### [Problem set]
• a. Write out the part of the protein expression page from "When you have" up to and including "na.rm = TRUE)".
• b. In the protein expression page, which disease types are listed for comparison against "normal"?
• c. Give what follows the last line of the protein expression page, picking up right after it.

Boxplots show the expression distribution of each upregulated protein in Inflammation versus Normal samples. Higher mean NPQ in Inflammation samples confirm upregulation.

data_long %>%
  filter(Target %in% upregulated$target, 
         SampleName %in% inflam_samples) %>%
  ggplot(aes(x = disease_type, y = NPQ, fill = disease_type)) +
  geom_boxplot() +
  facet_wrap(~ Target, scales = "free_y") +
  labs(title = "Upregulated Significant Differential Expression Targets - Inflammation vs Normal",
       subtitle = "with FDR-adjusted p < 0.05",
       x = "Disease Type", y = "NPQ", fill = "Disease Type") +
  theme(
    plot.title = element_text(size = 16, face = "bold"),      
    plot.subtitle = element_text(size = 13),                   
    axis.title.x = element_text(size = 14),                    
    axis.title.y = element_text(size = 14),                    
    axis.text.x = element_text(size = 12, angle = 45, hjust = 1), 
    axis.text.y = element_text(size = 12),                     
    strip.text = element_text(size = 11),                      
    legend.title = element_text(size = 13),                    
    legend.text = element_text(size = 12)                     
  )

4.7 Multiple Comparisons

When you have multiple disease types, you get results for each comparison:

# All comparisons vs "normal" (reference level)
comparisons <- c("inflam", "cancer", "kidney", "metab", "neuro")

for (comp in comparisons) {
  coef_col <- paste0("disease_type", comp, "_coef")
  pval_col <- paste0("disease_type", comp, "_pval_FDR")
  
  if (coef_col %in% colnames(lmTest$modelStats)) {
    n_sig <- sum(lmTest$modelStats[[pval_col]] < 0.05, na.rm = TRUE)
    cat(comp, "vs normal:", n_sig, "significant proteins\n")

### [Given data]
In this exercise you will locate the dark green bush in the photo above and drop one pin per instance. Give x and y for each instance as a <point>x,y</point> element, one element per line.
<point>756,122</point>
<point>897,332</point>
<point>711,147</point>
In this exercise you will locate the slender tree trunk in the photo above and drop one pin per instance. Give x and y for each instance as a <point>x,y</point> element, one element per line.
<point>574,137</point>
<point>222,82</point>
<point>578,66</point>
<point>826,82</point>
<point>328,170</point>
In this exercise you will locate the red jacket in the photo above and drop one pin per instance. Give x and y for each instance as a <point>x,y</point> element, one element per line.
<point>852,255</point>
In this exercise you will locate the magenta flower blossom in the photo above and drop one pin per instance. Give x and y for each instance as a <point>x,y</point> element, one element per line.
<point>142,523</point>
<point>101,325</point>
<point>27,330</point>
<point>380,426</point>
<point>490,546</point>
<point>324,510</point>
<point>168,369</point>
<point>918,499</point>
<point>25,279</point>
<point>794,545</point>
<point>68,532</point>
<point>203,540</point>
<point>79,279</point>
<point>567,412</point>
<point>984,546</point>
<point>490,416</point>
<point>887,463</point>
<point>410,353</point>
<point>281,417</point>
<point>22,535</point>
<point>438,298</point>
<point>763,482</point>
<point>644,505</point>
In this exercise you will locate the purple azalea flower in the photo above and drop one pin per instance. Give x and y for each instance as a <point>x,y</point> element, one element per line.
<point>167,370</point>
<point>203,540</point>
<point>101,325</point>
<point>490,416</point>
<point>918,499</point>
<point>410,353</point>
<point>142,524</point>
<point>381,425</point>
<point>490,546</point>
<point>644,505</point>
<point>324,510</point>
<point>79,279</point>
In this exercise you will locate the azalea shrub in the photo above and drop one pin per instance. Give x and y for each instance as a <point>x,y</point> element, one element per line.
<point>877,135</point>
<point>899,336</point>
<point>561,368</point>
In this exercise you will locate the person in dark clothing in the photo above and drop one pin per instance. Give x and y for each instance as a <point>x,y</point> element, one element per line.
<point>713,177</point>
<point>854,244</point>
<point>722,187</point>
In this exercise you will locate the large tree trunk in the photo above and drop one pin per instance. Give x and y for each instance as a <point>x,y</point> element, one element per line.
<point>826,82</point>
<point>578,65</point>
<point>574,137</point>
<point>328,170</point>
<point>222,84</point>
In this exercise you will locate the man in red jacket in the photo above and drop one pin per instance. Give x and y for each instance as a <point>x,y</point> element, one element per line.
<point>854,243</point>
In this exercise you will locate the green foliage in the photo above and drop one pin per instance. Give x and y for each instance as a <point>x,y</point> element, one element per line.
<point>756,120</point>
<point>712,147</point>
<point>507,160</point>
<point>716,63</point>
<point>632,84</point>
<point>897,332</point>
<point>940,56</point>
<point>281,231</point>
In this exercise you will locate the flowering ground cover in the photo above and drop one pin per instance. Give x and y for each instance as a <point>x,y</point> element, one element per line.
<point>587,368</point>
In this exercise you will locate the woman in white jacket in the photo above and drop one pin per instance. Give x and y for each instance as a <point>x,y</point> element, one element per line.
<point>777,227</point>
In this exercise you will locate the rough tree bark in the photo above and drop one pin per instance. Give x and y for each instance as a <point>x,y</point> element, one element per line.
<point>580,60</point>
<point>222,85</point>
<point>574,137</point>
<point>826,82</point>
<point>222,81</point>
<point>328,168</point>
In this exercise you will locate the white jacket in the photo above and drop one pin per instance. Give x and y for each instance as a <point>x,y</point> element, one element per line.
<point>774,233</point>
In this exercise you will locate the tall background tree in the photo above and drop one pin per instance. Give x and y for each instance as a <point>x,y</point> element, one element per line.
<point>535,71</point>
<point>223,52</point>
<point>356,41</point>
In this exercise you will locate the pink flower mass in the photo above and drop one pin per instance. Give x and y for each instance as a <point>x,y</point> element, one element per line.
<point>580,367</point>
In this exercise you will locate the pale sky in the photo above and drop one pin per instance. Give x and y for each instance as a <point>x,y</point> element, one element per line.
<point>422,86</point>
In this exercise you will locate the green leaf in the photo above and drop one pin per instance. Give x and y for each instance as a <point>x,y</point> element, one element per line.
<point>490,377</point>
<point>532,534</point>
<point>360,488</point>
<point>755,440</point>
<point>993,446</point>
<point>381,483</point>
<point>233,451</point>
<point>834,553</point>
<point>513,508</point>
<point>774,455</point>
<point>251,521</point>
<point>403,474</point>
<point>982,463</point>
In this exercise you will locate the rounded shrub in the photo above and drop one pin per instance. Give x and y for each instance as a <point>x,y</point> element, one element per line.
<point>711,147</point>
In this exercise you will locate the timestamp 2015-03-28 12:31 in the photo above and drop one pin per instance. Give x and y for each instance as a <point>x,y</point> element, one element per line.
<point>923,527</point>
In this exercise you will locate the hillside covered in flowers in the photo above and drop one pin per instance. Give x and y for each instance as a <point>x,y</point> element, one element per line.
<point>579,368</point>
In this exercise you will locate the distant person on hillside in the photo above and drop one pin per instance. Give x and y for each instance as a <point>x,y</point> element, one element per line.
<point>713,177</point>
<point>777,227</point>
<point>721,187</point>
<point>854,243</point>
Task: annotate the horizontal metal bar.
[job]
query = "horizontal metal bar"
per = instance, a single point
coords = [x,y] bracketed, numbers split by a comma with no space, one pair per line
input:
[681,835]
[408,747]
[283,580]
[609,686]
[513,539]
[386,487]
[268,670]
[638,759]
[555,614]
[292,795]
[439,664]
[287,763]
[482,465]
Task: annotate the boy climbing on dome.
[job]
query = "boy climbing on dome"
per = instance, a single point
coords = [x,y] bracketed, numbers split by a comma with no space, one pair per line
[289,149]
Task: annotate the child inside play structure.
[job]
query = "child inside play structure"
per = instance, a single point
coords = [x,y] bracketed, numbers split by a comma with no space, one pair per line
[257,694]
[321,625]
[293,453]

### [Answers to the exercise]
• a.
When you have multiple disease types, you get results for each comparison:

# All comparisons vs "normal" (reference level)
comparisons <- c("inflam", "cancer", "kidney", "metab", "neuro")

for (comp in comparisons) {
  coef_col <- paste0("disease_type", comp, "_coef")
  pval_col <- paste0("disease_type", comp, "_pval_FDR")
  
  if (coef_col %in% colnames(lmTest$modelStats)) {
    n_sig <- sum(lmTest$modelStats[[pval_col]] < 0.05, na.rm = TRUE)

• b. inflam, cancer, kidney, metab, and neuro

• c.
  }
}
#> inflam vs normal: 106 significant proteins
#> cancer vs normal: 69 significant proteins
#> kidney vs normal: 151 significant proteins
#> metab vs normal: 1 significant proteins
#> neuro vs normal: 0 significant proteins

4.8 Model Considerations

4.8.1 Reference Level

The first level of your factor is the reference:

# Check reference level
levels(metadata$disease_type)  # First level is reference

# Change reference level if needed
metadata$disease_type <- relevel(metadata$disease_type, ref = "cancer")

4.8.2 Including Covariates

Always adjust for relevant covariates:

# Include covariates that might confound results
lmTest <- lmNULISAseq(
  data = data$merged$Data_NPQ[, sample_list],
  sampleInfo = metadata %>% filter(SampleName %in% sample_list),
  sampleName_var = "SampleName",
  modelFormula = "disease_type + sex + age + batch"  # Added batch
)

Common covariates:

  • Technical: Batch, plate, run date
  • Biological: Age, sex, BMI
  • Clinical: Disease stage, treatment status

4.8.3 Model Formula Options

# Simple comparison (no covariates)
modelFormula = "disease_type"

# With covariates
modelFormula = "disease_type + sex + age"

# With interactions
modelFormula = "disease_type * sex + age"  # Tests if effect differs by sex

# Continuous predictor
modelFormula = "age + sex"  # Tests correlation with age

4.9 Interpreting Results

4.9.1 Effect Size (Coefficient)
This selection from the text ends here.